** Opening RECORD EXTRACTS block **

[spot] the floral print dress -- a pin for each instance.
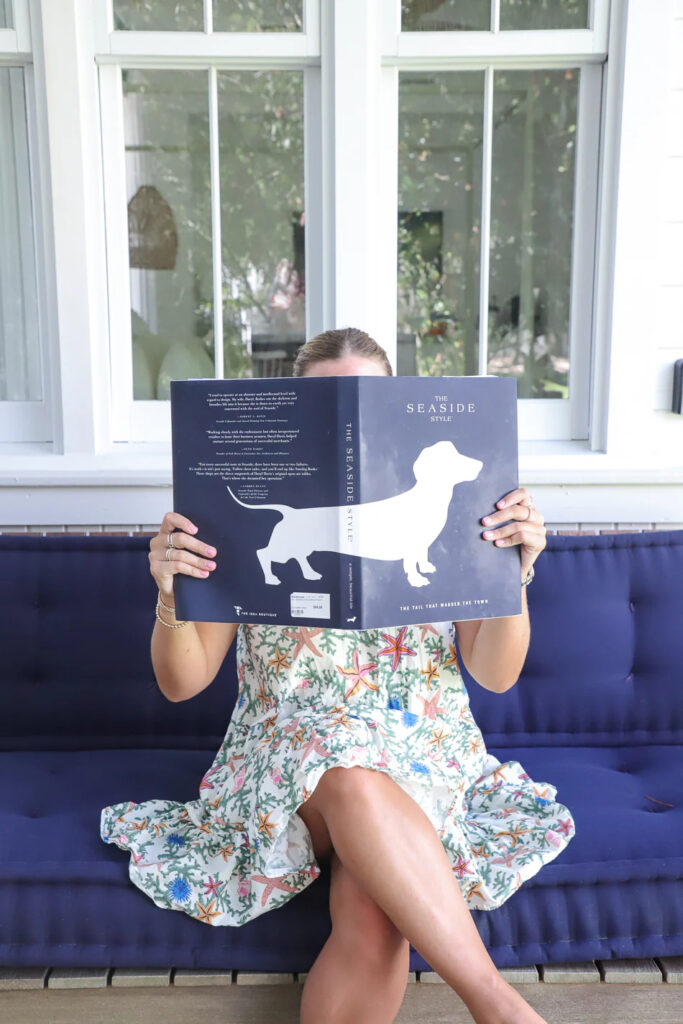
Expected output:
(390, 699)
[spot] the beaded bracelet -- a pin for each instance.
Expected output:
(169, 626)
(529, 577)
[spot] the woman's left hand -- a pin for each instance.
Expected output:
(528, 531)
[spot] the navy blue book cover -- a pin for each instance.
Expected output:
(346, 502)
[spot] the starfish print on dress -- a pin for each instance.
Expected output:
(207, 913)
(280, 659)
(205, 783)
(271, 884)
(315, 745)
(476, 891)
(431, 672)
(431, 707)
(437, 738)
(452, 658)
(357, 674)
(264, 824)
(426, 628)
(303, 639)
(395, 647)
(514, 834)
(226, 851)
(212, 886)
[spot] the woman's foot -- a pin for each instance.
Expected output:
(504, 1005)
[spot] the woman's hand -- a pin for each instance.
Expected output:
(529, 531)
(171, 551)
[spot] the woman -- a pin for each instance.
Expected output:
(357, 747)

** Closing RECORD EXTRACTS block **
** Opening RECORD EXTRACTS block **

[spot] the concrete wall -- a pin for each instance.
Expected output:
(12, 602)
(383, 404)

** Closing RECORD EXTRACTS block **
** Opening RECORD EXTRACTS block **

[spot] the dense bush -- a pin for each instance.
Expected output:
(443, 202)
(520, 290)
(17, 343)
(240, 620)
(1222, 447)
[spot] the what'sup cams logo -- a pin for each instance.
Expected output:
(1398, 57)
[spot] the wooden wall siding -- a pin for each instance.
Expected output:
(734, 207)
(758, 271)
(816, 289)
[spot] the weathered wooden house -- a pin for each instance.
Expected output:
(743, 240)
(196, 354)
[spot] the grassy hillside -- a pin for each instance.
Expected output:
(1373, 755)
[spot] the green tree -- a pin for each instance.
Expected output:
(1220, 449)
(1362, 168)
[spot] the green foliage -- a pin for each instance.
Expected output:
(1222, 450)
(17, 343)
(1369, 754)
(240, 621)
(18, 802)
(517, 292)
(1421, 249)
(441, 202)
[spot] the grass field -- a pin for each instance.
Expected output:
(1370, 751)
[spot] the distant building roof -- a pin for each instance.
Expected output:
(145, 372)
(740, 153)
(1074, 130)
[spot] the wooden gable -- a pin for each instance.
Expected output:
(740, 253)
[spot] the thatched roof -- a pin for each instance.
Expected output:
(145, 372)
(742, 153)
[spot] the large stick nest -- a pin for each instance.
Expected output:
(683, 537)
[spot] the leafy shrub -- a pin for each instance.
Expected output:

** Closing RECORD EXTRACTS block **

__TASK TO COMPLETE__: Only the lines with the string "wall" are wanted; pick them out of the records above and copy them.

__RESULT OF THE EXERCISE__:
[spot] the concrete wall -- a pin for each instance.
[spot] the wooden wall siding -- a pin for each instance.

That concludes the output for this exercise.